UNIDENTIFIED NARRATOR: Coca-Cola is the best drink in the land. Men, women, children the country over drink more Coca-Cola than any other one drink. It's the 5-cent drink of the nation, proof that Coca-Cola quenches your thirst, refreshes your spirits, thrills your taste as nothing else does. Get that handy...

(SOUNDBITE OF SONG, "I'D LIKE TO BUY THE WORLD A co*kE")

NEW SEEKERS: (Singing) I'd like to buy the world a co*ke and keep it company.

KESTENBAUM: Hello, and welcome to PLANE MONEY. I'm David Kestenbaum. Today, the strange story of nickel co*ke, why it happened, what it says about the textbooks and us.

(SOUNDBITE OF SONG, "I'D LIKE TO BUY THE WORLD A co*kE")

NEW SEEKERS: (Singing) I'd like to buy the world a co*ke and keep it company.

(SOUNDBITE OF MUSIC)

KESTENBAUM: It's not a secret that co*ke cost a nickel for so long. You can go to any antique store and see the old signs. If you go to the Coca-Cola museum in Atlanta, the tour guide will tell you. And normally, people on the tour will just nod. Yeah, things used to be cheap. But one day, a guy named Daniel Levy took his kids to that museum. It's called the World of Coca-Cola. And so his family's on this tour, and the tour guy just mentions this nickel-co*ke thing. And Levy thinks, wait - what?

DANIEL LEVY: When I heard that, I said, can you say that again? And he repeat that, and I kind of grabbed my head, right? I said, how can that be?

KESTENBAUM: Daniel Levy, you see, is an economist. And for him, this is a mystery. So he basically hijacks the tour, starts asking all these questions. How could co*ke stay a nickel for so long? And the tour guide's like, I don't know. I don't know. So Daniel goes back to Emory University, where he works. And he finds Andrew Young.

ANDREW YOUNG: Daniel did kind of walk in and say that he found this crazy thing one day and, you know, I need a research assistant. Do you want to help me out with this project? And I said, yeah, sounds really interesting. Let's do it.

KESTENBAUM: The more they think about it, a single price for 70 years, the stranger it seems.

LEVY: This puzzle becomes really, really amazing when you actually consider what has happened during that period. We had the Great Depression...

YOUNG: Three wars, Spanish-American, World War I, World War II.

LEVY: Competitors, including Pepsi - hundreds of competitors.

YOUNG: Prohibition...

LEVY: Various lawsuits, and none of these things made any difference.

YOUNG: We're talking about basically, like, 1886 into the 1950s, all of these, you know, dramatic changes to the economy going on. And one constant through it all was that you could get 6 and a half ounces of Coca-Cola at the fountain or in a bottle for 5 cents.

KESTENBAUM: If you think that's just because Coca-Cola came up with incredible innovations to cut costs to keep the price down, this is not that story. It's a much stranger story. The tour guide, when Daniel had been grilling him, said, you should go to the Coca-Cola archives. So Daniel and Andrew do, and it has all this stuff.

PHIL MOONEY: Posters, calendars, novelty items...

KESTENBAUM: This is Phil Mooney, the Coca-Cola Company archivist. He says the company has saved everything.

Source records
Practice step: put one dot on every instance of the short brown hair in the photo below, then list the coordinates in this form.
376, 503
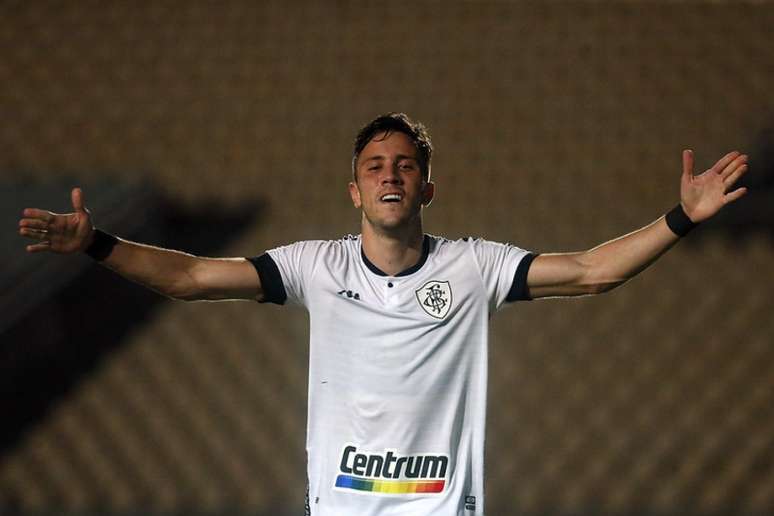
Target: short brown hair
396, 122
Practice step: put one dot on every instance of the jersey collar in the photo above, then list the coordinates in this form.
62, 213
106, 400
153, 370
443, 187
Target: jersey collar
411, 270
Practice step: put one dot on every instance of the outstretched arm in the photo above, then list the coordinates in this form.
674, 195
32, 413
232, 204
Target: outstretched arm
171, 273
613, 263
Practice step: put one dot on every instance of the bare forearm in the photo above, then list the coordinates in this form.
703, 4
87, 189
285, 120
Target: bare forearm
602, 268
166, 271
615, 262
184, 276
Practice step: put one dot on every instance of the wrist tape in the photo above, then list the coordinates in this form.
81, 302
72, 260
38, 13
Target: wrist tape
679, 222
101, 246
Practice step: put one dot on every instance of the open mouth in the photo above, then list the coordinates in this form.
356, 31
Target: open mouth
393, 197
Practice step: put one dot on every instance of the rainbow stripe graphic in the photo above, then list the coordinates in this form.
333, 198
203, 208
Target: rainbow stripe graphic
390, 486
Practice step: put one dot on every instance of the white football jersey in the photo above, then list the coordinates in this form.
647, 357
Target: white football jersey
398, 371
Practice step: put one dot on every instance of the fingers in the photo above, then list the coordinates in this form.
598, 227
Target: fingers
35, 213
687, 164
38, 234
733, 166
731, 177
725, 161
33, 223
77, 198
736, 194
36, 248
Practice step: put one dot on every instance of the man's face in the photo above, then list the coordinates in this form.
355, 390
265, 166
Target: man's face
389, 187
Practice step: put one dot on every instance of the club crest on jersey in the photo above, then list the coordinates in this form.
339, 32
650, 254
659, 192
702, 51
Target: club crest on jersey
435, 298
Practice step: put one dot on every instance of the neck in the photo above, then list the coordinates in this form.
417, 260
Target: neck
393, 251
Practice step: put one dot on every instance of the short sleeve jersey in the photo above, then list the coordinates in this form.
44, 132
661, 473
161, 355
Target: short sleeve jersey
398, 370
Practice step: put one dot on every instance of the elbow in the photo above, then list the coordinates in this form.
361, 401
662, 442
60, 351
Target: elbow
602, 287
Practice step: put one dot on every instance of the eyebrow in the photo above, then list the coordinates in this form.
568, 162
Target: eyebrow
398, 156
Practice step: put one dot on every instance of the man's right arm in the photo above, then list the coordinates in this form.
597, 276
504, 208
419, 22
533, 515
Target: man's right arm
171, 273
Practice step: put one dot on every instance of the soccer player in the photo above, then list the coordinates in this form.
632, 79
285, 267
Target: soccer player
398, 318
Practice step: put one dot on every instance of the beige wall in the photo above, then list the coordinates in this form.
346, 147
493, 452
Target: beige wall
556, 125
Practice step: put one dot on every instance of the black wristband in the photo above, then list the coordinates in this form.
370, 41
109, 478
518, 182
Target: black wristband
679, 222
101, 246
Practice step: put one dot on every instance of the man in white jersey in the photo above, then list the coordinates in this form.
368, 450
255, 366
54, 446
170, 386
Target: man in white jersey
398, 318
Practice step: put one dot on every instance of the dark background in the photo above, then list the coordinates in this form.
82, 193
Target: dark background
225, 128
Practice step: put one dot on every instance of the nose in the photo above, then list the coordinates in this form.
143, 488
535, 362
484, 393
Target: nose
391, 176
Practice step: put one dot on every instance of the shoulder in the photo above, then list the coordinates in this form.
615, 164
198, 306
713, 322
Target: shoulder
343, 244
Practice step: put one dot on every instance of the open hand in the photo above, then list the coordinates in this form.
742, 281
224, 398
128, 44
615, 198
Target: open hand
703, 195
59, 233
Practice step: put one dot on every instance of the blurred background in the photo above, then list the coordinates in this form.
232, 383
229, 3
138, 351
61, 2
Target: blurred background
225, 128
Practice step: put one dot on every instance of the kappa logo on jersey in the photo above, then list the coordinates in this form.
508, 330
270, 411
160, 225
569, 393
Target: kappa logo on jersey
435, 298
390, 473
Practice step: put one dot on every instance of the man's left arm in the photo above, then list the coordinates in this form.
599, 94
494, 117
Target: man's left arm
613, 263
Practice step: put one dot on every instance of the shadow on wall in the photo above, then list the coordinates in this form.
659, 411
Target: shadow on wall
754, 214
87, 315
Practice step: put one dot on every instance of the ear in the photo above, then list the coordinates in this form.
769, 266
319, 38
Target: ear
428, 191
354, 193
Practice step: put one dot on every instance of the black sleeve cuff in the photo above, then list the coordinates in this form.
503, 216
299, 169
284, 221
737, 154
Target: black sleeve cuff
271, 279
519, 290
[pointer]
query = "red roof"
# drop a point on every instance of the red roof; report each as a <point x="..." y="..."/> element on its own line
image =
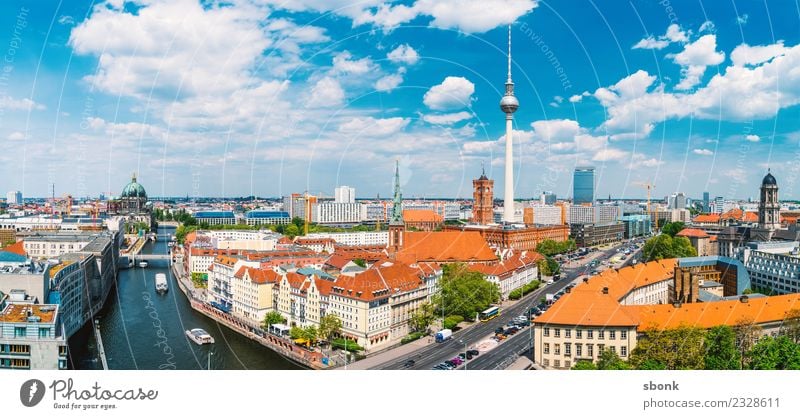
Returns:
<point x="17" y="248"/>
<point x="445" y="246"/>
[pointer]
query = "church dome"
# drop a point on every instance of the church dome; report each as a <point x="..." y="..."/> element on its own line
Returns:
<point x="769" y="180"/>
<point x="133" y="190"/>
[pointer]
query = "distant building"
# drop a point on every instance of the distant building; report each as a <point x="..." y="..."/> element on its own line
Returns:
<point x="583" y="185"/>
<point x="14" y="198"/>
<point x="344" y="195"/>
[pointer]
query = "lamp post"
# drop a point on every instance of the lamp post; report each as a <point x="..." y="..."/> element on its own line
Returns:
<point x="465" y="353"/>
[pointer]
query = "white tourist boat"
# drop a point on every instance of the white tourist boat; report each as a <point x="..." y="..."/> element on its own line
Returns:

__WHAT THIS EXERCISE ASKS__:
1) Please give the nickel co*ke transcript again from "YOUNG: We're talking" to "has saved everything.", changing "archivist" to "historian".
2) Translate this sentence from the nickel co*ke transcript into Spanish: "The more they think about it, a single price for 70 years, the stranger it seems."
3) According to the nickel co*ke transcript, at which university does Daniel Levy work?

__REPLIES__:
1)
YOUNG: We're talking about basically, like, 1886 into the 1950s, all of these, you know, dramatic changes to the economy going on. And one constant through it all was that you could get 6 and a half ounces of Coca-Cola at the fountain or in a bottle for 5 cents.

KESTENBAUM: If you think that's just because Coca-Cola came up with incredible innovations to cut costs to keep the price down, this is not that story. It's a much stranger story. The tour guide, when Daniel had been grilling him, said, you should go to the Coca-Cola archives. So Daniel and Andrew do, and it has all this stuff.

PHIL MOONEY: Posters, calendars, novelty items...

KESTENBAUM: This is Phil Mooney, the Coca-Cola Company historian. He says the company has saved everything.

2) Cuanto más lo piensan, un solo precio durante 70 años, más extraño parece.

3) Emory University